Supplied passage START

Filed under: B_Hivia — baker Blinker @ 7:09 am

The b_hivia tour begins. Sorry that the pictures mostly look the same but the gallery is designed as a no frills, large volume art warehouse of sorts. The gallery is a bit of an art piece itself, though, and I hope it’s not too confusing to the uninitiated — i.e, the ones that didn’t build it. 🙂

To start, let’s talk about what exactly is in b_hivia, or refresh one’s memory. It contains the entire art 10×10 of 100 collages that I, baker b., created from 2004 until 2009. I consider this to be my most important art project, and certainly the one that took the longest. Not that I was working constantly on this project during those years, but 10/12ths of a solid year was fully devoted to it out of this 4 1/2 year span, to the exclusion of almost all other creative energies. I know this because each tier of the 10×10, numbering 10, with 10 collages in each, (thus the “10×10” title) took almost exactly 1 month to create. No real variances on this, whether it was toward the first or toward the last. It’s an interesting, little fact, and one reinforced recently with the Jan-March completion of the the final two tiers (9 and 10) from this year, or what I call the Wheeler-Jasper series.

Supplied passage END

Questions —
1 – According to the b_hivia post, how long did each tier of the 10×10 take to create?
2 – Please write what comes next in the b_hivia post, picking up after its final sentence.

Dataset entries START

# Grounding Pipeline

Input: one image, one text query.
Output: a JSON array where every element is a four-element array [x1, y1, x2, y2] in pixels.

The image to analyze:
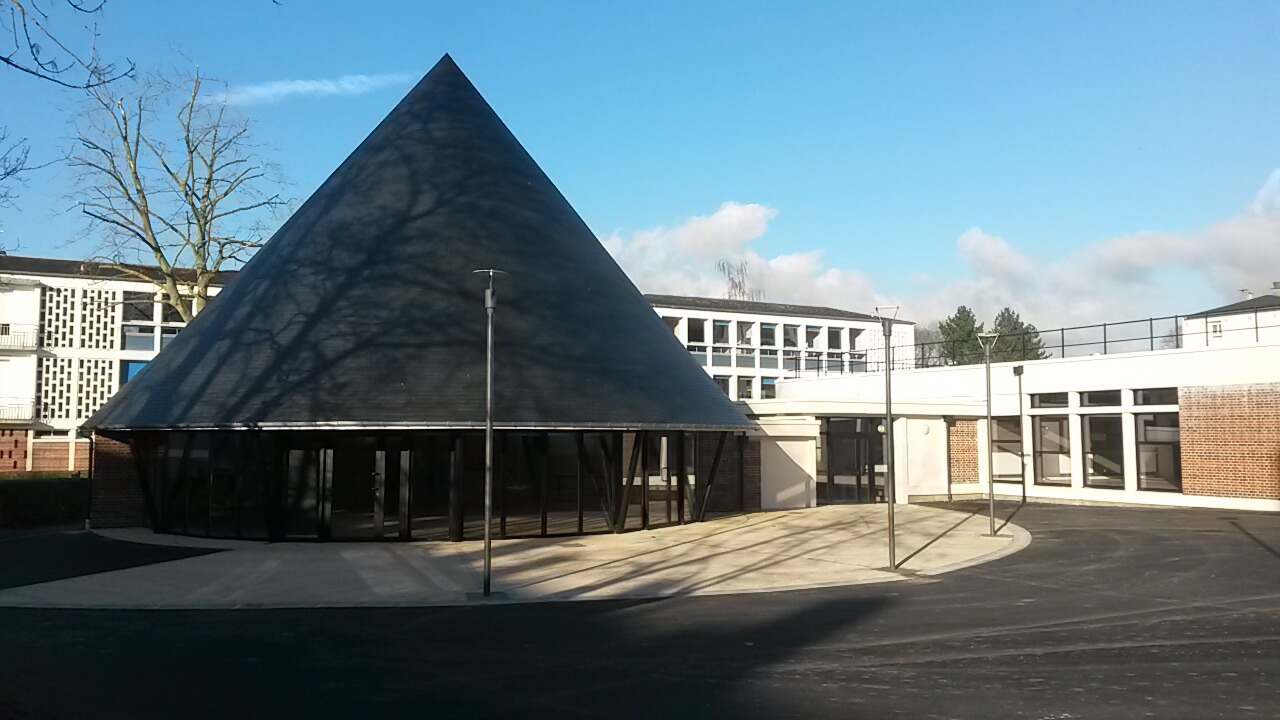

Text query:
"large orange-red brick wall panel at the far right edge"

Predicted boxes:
[[1178, 383, 1280, 500]]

Dataset entries END

Results of the exercise —
1 – Almost exactly one month.

2 –
The unfolding of the 20 collages in the 2 tier Wheeler-Jasper series is chronicled in some detail in this blog at the time, and you can read about them if you wish here (link also provided under the “My Galleries” page at the top of the blog, within the b_hivia description). Again, as with all my blog posts, the most recent posts will come at the top. If you dig back even further, you’ll find that the Hidalgo collage series is also described during the time of its creation, which, in that case, would be during March-April of 2008. This also means that 30 collages of the 100 collages, almost a third of the whole work, were created during the time of this blog, which dates back to February 2008.

I might also add here that I’ve constantly seen the Baker Blinker Blog as being divided into sections according to months, starting with the first post on Feb. 20, 2008. I still organize it this way, and when I print out the blog and put it in ring binders, I’ll reverse the order of the posts to make them read front to back, but I’ll also arrange them according to these month long sections. As of the present, I’ve completed, then, 17 sections, and am finishing up the 18th this weekend, perhaps.

The reason I bring this up in connection with b_hivia specifically is that my deep involvement with each of the collage series during this time, besides taking up exactly one month apiece, also corresponds with one of these month long sections, namely:

2: Hidalgo (3/17/084/17/08)
12: Wheeler (1/23/092/20/09)
13: Jasper (2/23/093/17/09)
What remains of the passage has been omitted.